DATA SECTION:
*** Block opens ***

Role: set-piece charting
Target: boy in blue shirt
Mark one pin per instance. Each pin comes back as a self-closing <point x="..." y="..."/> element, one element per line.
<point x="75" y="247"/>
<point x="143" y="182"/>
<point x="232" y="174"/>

*** Block closes ***

WHAT TO DO:
Output the full listing exactly, please.

WRITTEN RESPONSE:
Role: set-piece charting
Target: boy in blue shirt
Mark one pin per instance. Each pin comes back as a self-closing <point x="..." y="..."/> element, one element per line.
<point x="75" y="247"/>
<point x="143" y="182"/>
<point x="232" y="174"/>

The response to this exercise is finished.